Tuesday, 13 October 2015

What do Goodreads ratings say about sales?

I have long maintained from my own data that there is a pretty close relationship between the number of Goodreads ratings a book has and its total sales. PROVIDING that the books are of a similar age and the same genre.

Others have disputed me. So I've been out to gather data.

Many authors don't like to talk about sales figures just as many don't like to talk about money. That's a position I respect and understand. I don't share it.

The scatter-plot below is 'number of Goodreads ratings'  along the bottom and 'sales in English' along the side.

Click for detail.



Red circle = 2011 book. Pink square = 2012. Blue diamond = 2013. Green triangle = 2014. Asterix = 2015.

Black circles are anonymous data from 2011+
Black squares anonymous data from before 2011


They are all for fantasy books.

The ratings to sales ratio is pretty stable. If you multiple the number of Goodreads ratings by 7.7 you come pretty close to the number of books sold in English (all formats).

About half of the authors I invited to supply their data decided not to, including all the ones who sell more than I do (Though Peter V Brett has threatened to send me some data points when he returns from his world tour). So this graph may change for the higher numbers. Perhaps if a book breaks out of the genre sales bin it finds a demographic less (or more) likely to rate on Goodreads.

One noticeable outlier (blue diamond in the lower section) has the possible explanation (suggested by the author) that it sold a lot of very cheap e-copies that may be sitting on Kindles waiting to be read. Books on special offer are sometimes snapped up and saved for later. Also, most of his sales were in the UK. Perhaps the British use Goodreads less.


So there you have it. Some evidence that when the book is traditionally published and has a decent number of ratings (say several hundred to make the effects of any manipulation insignificant) you appear to be able to guestimate sales pretty well!

This will of course vary from genre to genre: with the likelihood of the demographic to rate on Goodreads). And with time: books published before Goodreads, or when Goodreads was smaller, will be under-represented by ratings.

## GIVEN INSTRUCTION
In the post on Goodreads ratings and sales, what number do you multiply a book's Goodreads ratings by to estimate its sales in English?

## DATASET CONTENT
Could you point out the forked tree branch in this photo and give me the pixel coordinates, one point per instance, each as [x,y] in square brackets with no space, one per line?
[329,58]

## FINAL ANSWER
7.7